┏━━

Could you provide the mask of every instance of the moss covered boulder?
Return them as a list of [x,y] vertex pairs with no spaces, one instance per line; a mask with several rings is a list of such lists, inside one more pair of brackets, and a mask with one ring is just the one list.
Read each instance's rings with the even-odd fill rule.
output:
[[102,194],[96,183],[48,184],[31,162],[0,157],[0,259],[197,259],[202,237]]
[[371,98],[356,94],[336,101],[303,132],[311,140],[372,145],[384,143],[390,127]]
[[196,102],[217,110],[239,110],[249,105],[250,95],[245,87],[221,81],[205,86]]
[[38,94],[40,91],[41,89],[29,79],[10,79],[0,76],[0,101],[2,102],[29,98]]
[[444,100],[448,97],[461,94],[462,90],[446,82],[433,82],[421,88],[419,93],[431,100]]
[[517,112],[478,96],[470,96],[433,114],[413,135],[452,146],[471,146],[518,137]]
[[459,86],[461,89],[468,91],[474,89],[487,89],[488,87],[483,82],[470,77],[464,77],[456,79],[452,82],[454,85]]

┗━━

§ What you need to do
Could you transcribe the records in full, exactly?

§ Answer to this problem
Could you provide the mask of every instance of the moss covered boulder?
Return them as a list of [x,y] vertex pairs with no spaces, one instance per line; a mask with several rings is a list of such lists, inside one more pair of brackets, and a mask with one ring is just the one list.
Read each instance's rings with the even-odd fill rule.
output:
[[102,194],[96,183],[48,184],[31,162],[0,157],[0,259],[197,259],[202,237]]
[[371,98],[356,94],[336,101],[303,132],[311,140],[372,145],[384,143],[390,127]]
[[196,102],[217,110],[239,110],[249,105],[250,95],[245,87],[221,81],[205,86]]
[[38,94],[40,91],[41,89],[29,79],[10,79],[0,76],[0,101],[2,102],[29,98]]
[[444,100],[448,97],[461,94],[462,90],[446,82],[433,82],[421,88],[419,93],[431,100]]
[[517,112],[478,96],[470,96],[433,114],[413,135],[452,146],[471,146],[518,137]]
[[459,86],[461,89],[468,91],[474,89],[487,89],[488,87],[483,82],[470,77],[464,77],[456,79],[452,82],[454,85]]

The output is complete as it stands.